→ TEXT PROVIDED:
/---

Surgeons Have Knowledge Gaps in the Safe Use of Energy Devices: a Multicenter Cross-Sectional Study

Yusuke Watanabe, MD1, Yo Kurashima, MD1, Amin Madani, MD2, Liane S Feldman, MD2, Minoru Ishida, CCE3, Akihiko Oshita, MD4, Takeshi Naitoh, MD5, Kazuhiro Noma, MD6, Keigo Yasumasa, MD7, Hiroshi Nagata, MD8, Fumitaka Nakamura, MD9, Koichi Ono, MD10, Yoshinori Suzuki, MD3, Toshiaki Shichinohe, MD1, Satoshi Hirano1. 1Hokkaido University, 2McGIll University, 3KKR Tonan Hospital, 4JA Hiroshima General Hospital, 5Tohoku University, 6Okayama University, 7JCHO Osaka Hospital, 8Kameta Memorial Center, 9Teine Keijinkai Hospital, 10Obihiro Kosei General Hospital


Despite the widespread use of surgical energy devices, pilot data from North America suggests that surgeons and surgical trainees have knowledge gaps in their safe use and this may lead to significant complications to patients. The purpose of this study was to determine general surgeons’ and trainees’ knowledge regarding the safe use of electrosurgery (ES) across varying levels of experience in Japan.

\---

→ INFORMATION:
/---

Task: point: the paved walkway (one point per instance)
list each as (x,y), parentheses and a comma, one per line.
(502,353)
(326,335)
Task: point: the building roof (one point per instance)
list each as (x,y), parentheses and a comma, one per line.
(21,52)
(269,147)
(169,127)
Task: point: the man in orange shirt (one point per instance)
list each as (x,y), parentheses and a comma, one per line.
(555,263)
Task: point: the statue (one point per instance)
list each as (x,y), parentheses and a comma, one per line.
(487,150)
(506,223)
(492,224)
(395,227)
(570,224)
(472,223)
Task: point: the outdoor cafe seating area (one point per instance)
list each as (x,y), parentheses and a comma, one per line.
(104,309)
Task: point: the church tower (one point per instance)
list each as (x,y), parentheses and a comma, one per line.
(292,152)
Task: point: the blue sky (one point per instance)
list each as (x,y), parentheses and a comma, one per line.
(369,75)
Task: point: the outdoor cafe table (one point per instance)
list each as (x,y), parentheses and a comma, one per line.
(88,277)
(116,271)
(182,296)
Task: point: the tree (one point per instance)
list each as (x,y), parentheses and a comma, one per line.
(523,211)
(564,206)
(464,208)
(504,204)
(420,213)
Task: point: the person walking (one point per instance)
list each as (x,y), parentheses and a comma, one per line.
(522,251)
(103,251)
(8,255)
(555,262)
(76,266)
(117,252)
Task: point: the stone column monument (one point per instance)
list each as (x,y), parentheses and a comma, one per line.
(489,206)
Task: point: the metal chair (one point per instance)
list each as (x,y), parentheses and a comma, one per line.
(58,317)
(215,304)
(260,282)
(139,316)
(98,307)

\---

Extend the abstract on surgeons' knowledge of safe energy device use, picking up right after its final sentence. None of the material is used here.

→ TASK OUTPUT:
Participants completed a 35-item multiple-choice question examination, testing critical knowledge of ES. The examination was developed based on the objectives and blueprints of the SAGES Fundamental Use of Surgical Energy™ (FUSE) curriculum. Sections of the examination included: “Principles of ES”, “ES-Related Adverse Events”, “Monopolar and Bipolar Devices”, and “Pediatric Considerations and Interference with Implantable Devices”. Scores were compared between post-graduate year (PGY) >5 and PGY 1-5 participants. The percentage of correct answers is expressed as mean score ± standard deviation. Unpaired t-test and Tukey multiple comparison test determined significance.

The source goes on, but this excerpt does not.